Begin Selected text

THE CHATEAUGAY ORE AND IRON COMPANY, PETITIONER.

No. 3. Original.

Supreme Court of United States.

Argued November 13, 1888.
Decided December 10, 1888.
ORIGINAL.

*549 Mr. Edmund Wetmore and Mr. Frank E. Smith for petitioner.

Mr. R.D. Mussey and Mr. L.E. Chittenden opposing.

*551 MR. JUSTICE BLATCHFORD, after stating the case, delivered the opinion of the court.

We are of opinion that the writ of mandamus must issue. By rules 67 and 69 of the Circuit Court for the Southern District of New York, which took effect on the first Monday of August, 1838, it is provided that, when exceptions to the opinion of the court are taken by either party on the trial of a cause, he shall not be required to prepare his bill of exceptions at the trial, but shall merely reduce the exceptions to writing, or the court will, on request, note the point, and the bill of exceptions shall afterwards be drawn up, amended, and settled, under the following regulations: The bill of exceptions shall be prepared and a copy thereof served upon the opposite party before judgment is rendered on the verdict; the opposite *552 party may, within four days after such service, propose amendments to the bill and serve a copy upon the party who prepared it; if the parties cannot agree in regard to the amendments, then, within four days after such service of a copy of the amendments, either party may give to the other notice to appear within a convenient time, and not more than four days after service of such notice, before the judge who tried the cause, to have the bill and amendments settled; the judge shall thereupon correct and settle the same as he shall deem to consist with the truth of the facts; but, if the parties shall omit, within the several times above limited, unless the same shall be enlarged by a judge, the one to propose amendments, and the other to notify an appearance before the judge, they shall respectively be deemed, the former to have agreed to the bill as prepared, and the latter to have agreed to the amendments as proposed; and if the party omit to make a bill within the time above limited, unless the same shall be enlarged as aforesaid, he shall be deemed to have waived his right thereto.

End Selected text

Stated exercise 1: Summarize the Supreme Court opinion on the Chateaugay Ore and Iron Company petition in two sentences.
Stated exercise 2: Write a continuation of the Supreme Court opinion on the Chateaugay Ore and Iron Company petition, starting after its final sentence.

Begin Record excerpts

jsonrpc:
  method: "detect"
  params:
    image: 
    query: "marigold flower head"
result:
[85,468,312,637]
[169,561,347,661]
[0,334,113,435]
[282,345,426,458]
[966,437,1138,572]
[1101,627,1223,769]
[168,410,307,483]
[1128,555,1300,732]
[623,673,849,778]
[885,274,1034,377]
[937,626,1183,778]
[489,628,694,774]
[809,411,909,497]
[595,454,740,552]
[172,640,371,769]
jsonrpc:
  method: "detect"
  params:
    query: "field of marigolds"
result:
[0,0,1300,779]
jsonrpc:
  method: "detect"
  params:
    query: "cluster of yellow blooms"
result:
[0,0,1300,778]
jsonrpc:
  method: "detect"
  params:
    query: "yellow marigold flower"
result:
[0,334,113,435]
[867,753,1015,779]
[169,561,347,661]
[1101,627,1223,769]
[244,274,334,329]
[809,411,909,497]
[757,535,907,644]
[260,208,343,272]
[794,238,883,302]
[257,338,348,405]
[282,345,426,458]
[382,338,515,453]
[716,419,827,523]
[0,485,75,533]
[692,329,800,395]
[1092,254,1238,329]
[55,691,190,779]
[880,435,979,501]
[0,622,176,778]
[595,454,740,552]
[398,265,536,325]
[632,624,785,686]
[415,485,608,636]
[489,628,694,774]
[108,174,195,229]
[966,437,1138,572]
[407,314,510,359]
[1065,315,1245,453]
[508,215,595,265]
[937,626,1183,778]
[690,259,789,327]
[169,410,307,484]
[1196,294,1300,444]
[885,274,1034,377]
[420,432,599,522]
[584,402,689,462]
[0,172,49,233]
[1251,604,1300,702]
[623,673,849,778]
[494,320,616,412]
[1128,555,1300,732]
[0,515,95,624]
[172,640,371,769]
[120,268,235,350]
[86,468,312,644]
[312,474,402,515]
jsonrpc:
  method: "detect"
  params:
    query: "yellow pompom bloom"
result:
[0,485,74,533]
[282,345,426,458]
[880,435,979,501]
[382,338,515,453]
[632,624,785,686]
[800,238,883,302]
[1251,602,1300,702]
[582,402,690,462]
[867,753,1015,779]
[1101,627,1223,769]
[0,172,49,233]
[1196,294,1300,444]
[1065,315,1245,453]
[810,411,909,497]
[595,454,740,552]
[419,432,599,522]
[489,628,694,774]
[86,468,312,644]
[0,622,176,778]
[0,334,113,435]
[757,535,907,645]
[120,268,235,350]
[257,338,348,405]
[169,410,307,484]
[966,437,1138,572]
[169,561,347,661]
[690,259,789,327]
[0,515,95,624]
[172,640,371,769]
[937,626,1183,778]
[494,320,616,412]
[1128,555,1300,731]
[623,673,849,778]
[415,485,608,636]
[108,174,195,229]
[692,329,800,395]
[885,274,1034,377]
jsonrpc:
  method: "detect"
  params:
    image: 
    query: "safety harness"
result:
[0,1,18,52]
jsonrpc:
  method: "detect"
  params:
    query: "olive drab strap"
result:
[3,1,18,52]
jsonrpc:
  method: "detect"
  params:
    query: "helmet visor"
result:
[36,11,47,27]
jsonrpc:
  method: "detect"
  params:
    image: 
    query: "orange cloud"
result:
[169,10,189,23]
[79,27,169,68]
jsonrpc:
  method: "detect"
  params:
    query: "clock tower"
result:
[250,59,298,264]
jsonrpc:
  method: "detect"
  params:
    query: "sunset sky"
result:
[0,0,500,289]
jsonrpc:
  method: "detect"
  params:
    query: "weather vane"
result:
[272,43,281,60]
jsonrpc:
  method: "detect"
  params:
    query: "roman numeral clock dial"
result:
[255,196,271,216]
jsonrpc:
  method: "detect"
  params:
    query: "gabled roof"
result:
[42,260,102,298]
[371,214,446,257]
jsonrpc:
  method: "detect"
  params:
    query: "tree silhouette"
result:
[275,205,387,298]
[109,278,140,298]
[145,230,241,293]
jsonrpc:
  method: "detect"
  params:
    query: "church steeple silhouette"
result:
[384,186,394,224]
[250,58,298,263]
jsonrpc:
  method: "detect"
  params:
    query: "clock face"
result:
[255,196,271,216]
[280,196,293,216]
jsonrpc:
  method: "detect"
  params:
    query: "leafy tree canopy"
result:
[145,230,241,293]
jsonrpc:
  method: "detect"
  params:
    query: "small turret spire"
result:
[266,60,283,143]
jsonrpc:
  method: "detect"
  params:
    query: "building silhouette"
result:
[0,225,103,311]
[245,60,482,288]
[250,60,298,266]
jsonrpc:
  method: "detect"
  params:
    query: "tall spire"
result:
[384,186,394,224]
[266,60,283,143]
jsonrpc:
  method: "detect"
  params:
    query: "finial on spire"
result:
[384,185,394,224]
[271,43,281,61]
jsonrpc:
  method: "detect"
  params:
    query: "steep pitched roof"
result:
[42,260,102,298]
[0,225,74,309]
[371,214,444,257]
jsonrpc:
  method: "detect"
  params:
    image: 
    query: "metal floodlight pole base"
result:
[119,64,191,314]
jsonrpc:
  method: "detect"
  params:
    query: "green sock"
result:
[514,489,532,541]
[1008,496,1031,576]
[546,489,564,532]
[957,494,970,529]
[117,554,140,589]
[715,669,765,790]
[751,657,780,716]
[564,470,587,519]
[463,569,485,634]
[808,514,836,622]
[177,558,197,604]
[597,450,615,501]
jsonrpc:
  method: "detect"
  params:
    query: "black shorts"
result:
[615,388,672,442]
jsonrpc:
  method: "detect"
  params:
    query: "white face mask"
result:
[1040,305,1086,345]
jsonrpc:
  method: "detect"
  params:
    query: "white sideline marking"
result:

End Record excerpts

Written reply 1: In the Chateaugay Ore and Iron Company's petition, argued November 13, 1888, and decided December 10, 1888, Justice Blatchford delivered the court's opinion that the writ of mandamus must issue. He explains that rules 67 and 69 of the Circuit Court for the Southern District of New York let a party note exceptions at trial and later have a bill of exceptions prepared, amended, and settled by the trial judge within set four-day periods, and a party who misses those deadlines is deemed to have agreed or to have waived the right to a bill.

Written reply 2:
A corresponding practice prevails in the Supreme Court of the State of New York, by its rules, with variations as to time. Under those rules, a case, or a case and exceptions, or a case containing exceptions, on a trial before a jury, is to be made, and a copy thereof served on the opposite party, within ten days after the trial. The party served may, within ten days thereafter, propose amendments thereto and serve a copy on the party proposing the case or exceptions, who may within four days thereafter serve the opposite party with a notice that the case or exceptions, with the proposed amendments, will be submitted at a time and place to be specified in the notice, not less than four nor more than twenty days after service of such notice, to the justice before whom the cause was tried, for settlement.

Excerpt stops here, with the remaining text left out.